:: MATERIAL FOR THE TASK ::
#####
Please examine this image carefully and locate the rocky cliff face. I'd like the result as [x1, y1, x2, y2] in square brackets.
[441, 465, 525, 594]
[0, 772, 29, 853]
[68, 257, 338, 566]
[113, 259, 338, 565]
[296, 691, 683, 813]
#####
:: GOAL ::
Can you change "rocky cliff face" to "steep rock wall" and give all the rows above again with nothing else altered?

:: COMPLETE OUTPUT ::
Please examine this image carefully and locate the steep rock wall. I'd like the result as [x1, y1, x2, y2] in square brackets.
[441, 465, 525, 594]
[0, 772, 29, 853]
[68, 257, 338, 566]
[113, 259, 338, 565]
[296, 691, 683, 813]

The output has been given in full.